Zet alle regels van de lijst hieronder om in een Markdown-tabel met de kolommen "Nr" en "Regel", waarbij elke rij het volgnummer en de regel zelf bevat. Lege regels laat je weg.

##### GEGEVENS

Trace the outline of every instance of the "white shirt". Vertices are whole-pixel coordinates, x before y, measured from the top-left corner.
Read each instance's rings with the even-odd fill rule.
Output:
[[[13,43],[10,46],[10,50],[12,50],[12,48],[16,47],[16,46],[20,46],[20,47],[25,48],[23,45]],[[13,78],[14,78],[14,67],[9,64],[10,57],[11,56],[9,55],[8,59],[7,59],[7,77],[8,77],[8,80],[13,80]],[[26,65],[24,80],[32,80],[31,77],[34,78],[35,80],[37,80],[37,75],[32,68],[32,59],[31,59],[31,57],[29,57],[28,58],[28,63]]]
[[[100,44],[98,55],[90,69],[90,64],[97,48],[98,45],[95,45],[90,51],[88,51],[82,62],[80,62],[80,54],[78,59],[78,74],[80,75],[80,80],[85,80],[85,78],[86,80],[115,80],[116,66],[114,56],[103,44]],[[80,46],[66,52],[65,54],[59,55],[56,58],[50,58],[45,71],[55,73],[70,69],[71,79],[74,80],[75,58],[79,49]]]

##########

■ **OPLOSSING**
| Nr | Regel |
|---|---|
| 1 | Trace the outline of every instance of the "white shirt". Vertices are whole-pixel coordinates, x before y, measured from the top-left corner. |
| 2 | Read each instance's rings with the even-odd fill rule. |
| 3 | Output: |
| 4 | [[[13,43],[10,46],[10,50],[12,50],[12,48],[16,47],[16,46],[20,46],[20,47],[25,48],[23,45]],[[13,78],[14,78],[14,67],[9,64],[10,57],[11,56],[9,55],[8,59],[7,59],[7,77],[8,77],[8,80],[13,80]],[[26,65],[24,80],[32,80],[31,77],[34,78],[35,80],[37,80],[37,75],[32,68],[32,59],[31,59],[31,57],[29,57],[28,58],[28,63]]] |
| 5 | [[[100,44],[98,55],[90,69],[90,64],[97,48],[98,45],[95,45],[90,51],[88,51],[82,62],[80,62],[80,54],[78,59],[78,74],[80,75],[80,80],[85,80],[85,78],[86,80],[115,80],[116,66],[114,56],[103,44]],[[80,46],[66,52],[65,54],[59,55],[56,58],[50,58],[45,71],[55,73],[70,69],[71,79],[74,80],[75,58],[79,49]]] |